__TEXTAUSZUG__:
━━━━━━━━━━━━━━━━━━━━
Doch auch dieses moderne System hat einen kleinen Haken: Es benötigt mobiles Internet. So lange sich jemand mit seinem Smartphone in einem "Internet-Funkloch" befinde - von denen es ja auch in der Region leider noch einige gebe - "kriegt er von der Alarmierung per FF-Agent nichts mit."

SO IST MAN IM KATASTROPHENFALL STETS INFORMIERT

Wie kann man dafür Sorge tragen, dass man im Katastrophenfall nichts verpasst? Feuerwehrkommandant Robert Schaller gibt Tipps:

Bei Sirenenalarm auf den Signalton achten. Handle es sich um einen auf und abschwellenden Heulton von einer Minute Dauer, sei dies das Signal für einen Katastrophenfall. Bei einem solchen sollte man sich in geschlossene Räume begeben, Fenster und Türen schließen und Radio und TV einschalten.

Auf Lautsprecher-Durchsagen der Feuerwehr achten. Die Möglichkeiten für solche Durchsagen verbessern sich laut Schaller durch die drei Mannschaftstranporter, mit denen die Feuerwehren Geisenfeld, Ilmendorf und Rottenegg nächstes Jahr ausgestattet werden. Diese Fahrzeuge haben alle eine Lautsprecher-Ausrüstung.

Ein Warn-App auf dem Smartphone installieren (wie zum Beispiel Nina oder Katwarn). Viele Handy-Nutzer hätten dies leichtsinnigerweise noch nicht getan, weiß der Geisenfelder Kommandant. Ab dem nächsten Jahr sollte sich die digitale Alarmierung der Bevölkerung nochmals deutlich verbessern, hat Robert Schaller erfahren. Denn dann werde voraussichtlich auch in Deutschland das international bewährte Warnsystem Cell Broadcast eingeführt. Durch dieses könnten alle Handy-Nutzer in einem bestimmten Gebiet von den Behörden mit einer Art Notfall-SMS gewarnt werden.
━━━━━━━━━━━━━━━━━━━━
__EXTRAHIERTE DATEN__:
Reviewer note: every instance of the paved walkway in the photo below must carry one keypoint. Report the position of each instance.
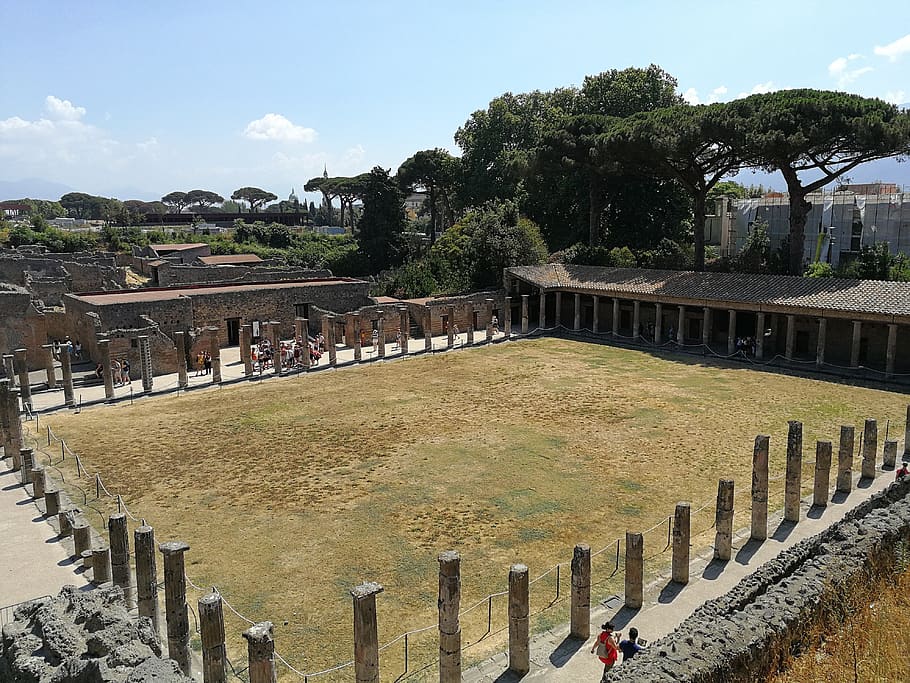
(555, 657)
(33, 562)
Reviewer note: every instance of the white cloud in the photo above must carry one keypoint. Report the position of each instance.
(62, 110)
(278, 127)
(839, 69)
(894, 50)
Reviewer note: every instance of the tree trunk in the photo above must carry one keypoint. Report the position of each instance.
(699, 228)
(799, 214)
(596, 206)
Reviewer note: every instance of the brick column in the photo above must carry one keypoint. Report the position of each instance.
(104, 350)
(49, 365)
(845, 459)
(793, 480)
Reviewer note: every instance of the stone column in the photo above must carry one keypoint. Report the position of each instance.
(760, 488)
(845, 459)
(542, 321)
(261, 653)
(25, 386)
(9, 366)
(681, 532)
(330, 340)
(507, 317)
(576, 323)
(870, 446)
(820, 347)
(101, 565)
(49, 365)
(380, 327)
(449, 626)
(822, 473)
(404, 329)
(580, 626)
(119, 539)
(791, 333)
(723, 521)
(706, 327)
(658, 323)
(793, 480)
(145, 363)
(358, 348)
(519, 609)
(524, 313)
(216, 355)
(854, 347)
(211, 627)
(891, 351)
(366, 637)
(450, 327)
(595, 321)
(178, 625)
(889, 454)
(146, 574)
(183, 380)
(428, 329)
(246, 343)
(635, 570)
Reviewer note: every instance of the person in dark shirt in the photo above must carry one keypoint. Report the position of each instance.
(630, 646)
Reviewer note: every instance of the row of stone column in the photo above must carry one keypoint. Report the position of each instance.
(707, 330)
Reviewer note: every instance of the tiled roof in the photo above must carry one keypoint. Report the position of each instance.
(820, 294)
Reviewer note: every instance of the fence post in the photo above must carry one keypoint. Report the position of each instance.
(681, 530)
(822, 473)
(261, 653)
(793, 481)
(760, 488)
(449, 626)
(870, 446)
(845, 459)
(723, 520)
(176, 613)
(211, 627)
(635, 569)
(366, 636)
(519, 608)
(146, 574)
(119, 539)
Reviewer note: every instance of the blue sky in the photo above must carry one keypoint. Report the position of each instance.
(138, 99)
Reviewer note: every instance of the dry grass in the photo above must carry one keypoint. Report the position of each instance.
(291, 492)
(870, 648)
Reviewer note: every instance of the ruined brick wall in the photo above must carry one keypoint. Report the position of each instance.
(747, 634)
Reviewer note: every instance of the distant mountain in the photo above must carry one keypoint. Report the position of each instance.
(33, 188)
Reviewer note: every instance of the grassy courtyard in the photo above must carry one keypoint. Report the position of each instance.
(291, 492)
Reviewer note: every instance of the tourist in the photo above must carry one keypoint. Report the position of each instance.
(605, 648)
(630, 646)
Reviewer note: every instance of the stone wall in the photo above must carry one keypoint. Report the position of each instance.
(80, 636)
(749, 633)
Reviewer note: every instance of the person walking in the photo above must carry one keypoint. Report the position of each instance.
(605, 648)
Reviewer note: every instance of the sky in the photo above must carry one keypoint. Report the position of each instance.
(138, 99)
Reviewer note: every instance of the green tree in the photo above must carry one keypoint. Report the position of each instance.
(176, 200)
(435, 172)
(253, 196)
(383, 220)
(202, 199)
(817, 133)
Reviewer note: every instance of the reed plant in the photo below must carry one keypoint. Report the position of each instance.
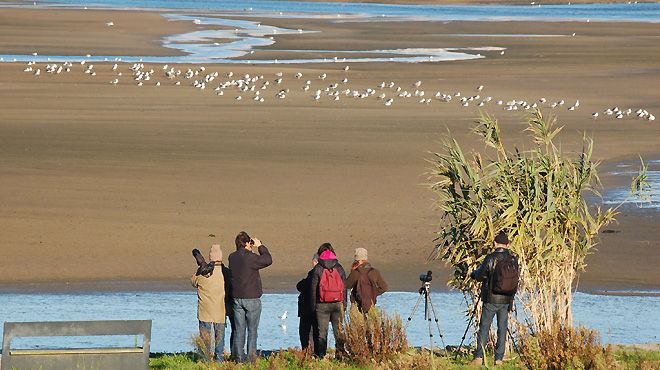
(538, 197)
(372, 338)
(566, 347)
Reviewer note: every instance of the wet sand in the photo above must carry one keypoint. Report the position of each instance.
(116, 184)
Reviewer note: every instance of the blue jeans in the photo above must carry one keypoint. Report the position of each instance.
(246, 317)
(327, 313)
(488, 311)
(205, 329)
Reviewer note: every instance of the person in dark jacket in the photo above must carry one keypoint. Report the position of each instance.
━━━━━━━━━━━━━━━━━━━━
__AUFGABENBESCHREIBUNG__:
Beantworte bitte anhand des Textauszugs zur Warnung im Katastrophenfall die folgenden Fragen.
(a) Was benötigt die Alarmierung per FF-Agent?
(b) Welcher Signalton der Sirene steht für einen Katastrophenfall?
(c) Welche drei Feuerwehren werden nächstes Jahr mit Mannschaftstransportern ausgestattet?

__SCHRIFTLICHE ANTWORT__:
(a) Mobiles Internet.
(b) Ein auf- und abschwellender Heulton von einer Minute Dauer.
(c) Geisenfeld, Ilmendorf und Rottenegg.